Begin DATA RECORDS

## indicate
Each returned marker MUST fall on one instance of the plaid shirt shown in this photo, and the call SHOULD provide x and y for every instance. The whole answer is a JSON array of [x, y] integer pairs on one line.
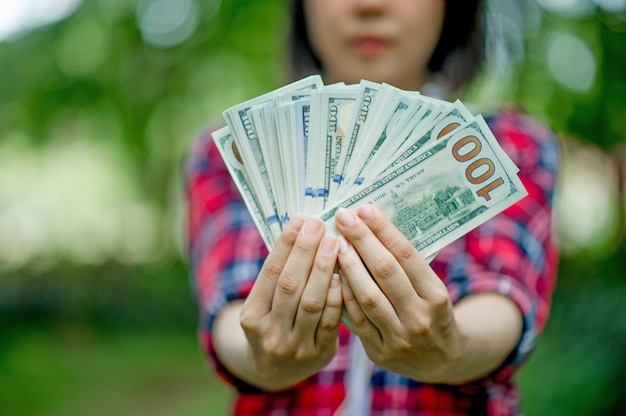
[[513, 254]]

End DATA RECORDS
Begin DATA RECORDS

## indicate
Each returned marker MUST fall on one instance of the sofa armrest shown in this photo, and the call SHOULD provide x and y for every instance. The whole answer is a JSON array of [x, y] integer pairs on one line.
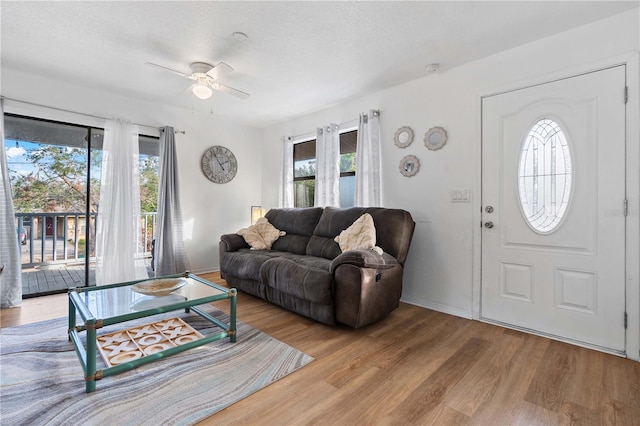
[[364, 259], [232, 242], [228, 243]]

End DATA RECORDS
Begin DATA RECORDS

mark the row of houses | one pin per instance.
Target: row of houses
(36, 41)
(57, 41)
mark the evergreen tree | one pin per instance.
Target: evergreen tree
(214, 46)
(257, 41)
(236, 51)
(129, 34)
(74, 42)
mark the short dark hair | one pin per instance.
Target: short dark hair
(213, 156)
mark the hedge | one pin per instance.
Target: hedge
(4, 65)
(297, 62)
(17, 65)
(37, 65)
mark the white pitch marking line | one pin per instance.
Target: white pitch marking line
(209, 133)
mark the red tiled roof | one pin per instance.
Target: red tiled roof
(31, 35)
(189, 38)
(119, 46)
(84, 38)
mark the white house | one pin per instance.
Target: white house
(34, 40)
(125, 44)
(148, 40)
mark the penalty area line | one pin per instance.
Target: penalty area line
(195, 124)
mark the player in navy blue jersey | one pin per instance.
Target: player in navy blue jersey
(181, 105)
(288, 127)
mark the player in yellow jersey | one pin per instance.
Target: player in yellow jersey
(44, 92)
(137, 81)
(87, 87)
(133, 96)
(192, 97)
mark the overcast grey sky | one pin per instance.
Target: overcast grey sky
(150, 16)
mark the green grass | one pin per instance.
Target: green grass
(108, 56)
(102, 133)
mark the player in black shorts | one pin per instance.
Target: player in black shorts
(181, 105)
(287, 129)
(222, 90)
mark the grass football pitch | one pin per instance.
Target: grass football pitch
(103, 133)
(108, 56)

End DATA RECORDS

> [GIVEN EXERCISE]: Could you show every line of the records that contains the word "hair", copied in full? Match case, so only that exact capitalization counts.

> [TASK ANSWER]:
mark the short dark hair | one pin per instance.
Target: short dark hair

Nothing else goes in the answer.